REQUEST —
Continue the piece on Marilyn Monroe's legacy, starting right after its final sentence.

··· SUPPLIED TEXT

These words unironically revere Monroe. To be a “bad bitch,” to be Meg’s “favorite ho” whom she regards as the “Greatest Of All Time” — this is high praise in today’s parlance.
Meg does not drop Marilyn’s name flippantly. She does so on a track titled “Anxiety” during which Meg expresses difficulties within the industry that would have undoubtedly resonated with Marilyn:
“Sayin' I'm a ho 'cause I'm in love with my body
Issues, but nobody I could talk to about it
They keep sayin' I should get help
But I don't even know what I need
They keep sayin' speak your truth
And at the same time say they don't believe…”
-Megan Thee Stallion in “Anxiety”
Megan’s reverence for Marilyn, when considered in the verse’s broader context, hits a different chord. Invoking Marilyn’s legacy becomes an expression of distress.
“I'm really thinkin' 'bout dialin' 911 'til I freak
'Cause they probably won't think it's that deep
And I don't do drugs, so I never get a time when I'm at ease
I can't even handle smokin' weed
Marilyn Monroe, my favorite ho
My favorite bad bitch, I think she the GOAT
Jammin' to Britney, singin' to Whitney
I just wan' talk to somebody that get me…”
-Megan Thee Stallion in “Anxiety”
Marilyn Monroe died long before Megan Thee Stallion was born, and yet her legacy continues to resonate. Her persona is inspiring. Her stardom is aspirational. Her death is a cautionary tale.
I am also far too young to have shared this earth with Marilyn Monroe, but I knew who she was years before I would see any of her movies. For most of my life, Marilyn Monroe was an abstraction. She was sex, celebrity, fame — an inspiring icon and tragic figure. In my consciousness, she existed as an idea before I knew the name Norma Jeane Baker.

Andrew Dominik’s Blonde certainly piqued my interest and with Ana de Armas as Marilyn?!
You have my attention.
The Myth of Marilyn
“The myth of Marilyn Monroe is special because it combines three feminine personae. First, there is Norma Jeane Baker, the wholesome, normal girl with a naïve, vulnerable heart. …
The second persona is Marilyn Monroe, the pinup, bombshell, sex symbol, and movie goddess. She is the artificial creation of the Hollywood studio system, with a “sexy murmurous” name and a whispery, babyish voice… Marilyn is all body. Yet, paradoxically, behind that glittering, glamorous image, Marilyn bears the shame and self-hatred of living in a female body in a misogynist culture: fear of being unclean; disgust with her sexuality; a lifetime of menstrual cramps, gynecological problems, miscarriages, and abortions.

······
··· RECORDS PROVIDED

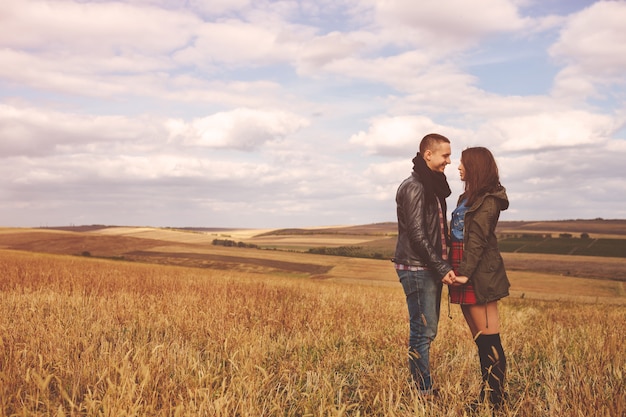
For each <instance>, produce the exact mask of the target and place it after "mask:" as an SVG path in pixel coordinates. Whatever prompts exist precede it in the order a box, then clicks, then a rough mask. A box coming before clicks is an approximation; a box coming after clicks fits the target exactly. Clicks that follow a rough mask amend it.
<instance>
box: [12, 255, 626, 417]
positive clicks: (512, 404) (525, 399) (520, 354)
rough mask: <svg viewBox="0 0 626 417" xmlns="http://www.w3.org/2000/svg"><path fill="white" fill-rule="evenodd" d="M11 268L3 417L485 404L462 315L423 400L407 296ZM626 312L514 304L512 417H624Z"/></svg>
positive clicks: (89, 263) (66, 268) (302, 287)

······

TASK OUTPUT —
The third persona, the Blonde, is a symbol, the pure and virginal creature of fairy tales and religious parables. In popular culture and advertising, she stands for the upper-class, tidy, and stainless existence …Desired and worshipped as an ideal image of white beauty and class, the Blonde is nonetheless despised and defiled as a whore in pornography and fantasy.”
-Elaine Showalter’s Introduction to Joyce Carol Oates Blonde
The trailer for Blonde promises sumptuous visuals in a grandiose, and ostensibly sympathetic, retelling of Marilyn’s tragic plight.
Marilyn’s iconic vocals are slowed and slightly distorted. We are reminded that “men grow cold as girls grow old, and we all lose our charm in the end.” Blonde offers viewers a chance to know Norma-Jeane, who says of her Hollywood persona, “I can’t face doing another scene with Marilyn Monroe.” Dominik promises a portrait of Marilyn where she is “watched by all” but “seen by none.”
Watching Blonde begs the question: what does Dominik see in Marilyn? What, exactly, is he trying to show us? I can’t say for sure. Herein lies the problem with Dominik’s film.
Watching Blonde brings to mind a clip from Catfish that has become a meme. Within this scenario I am the woman in white, trying to ascertain why Dominik exhumed Marilyn’s legacy. Dominik is the woman in red:
For all the harsh words I have to say, I do not hate Blonde.
Upon rewatching, I was still offended by the film but it does not provoke the anger requisite for hate to fester. Instead, confusion is my primary response — not confusion concerning the plot of the film. It is the film’s sensibilities that vex me, and not in a good way.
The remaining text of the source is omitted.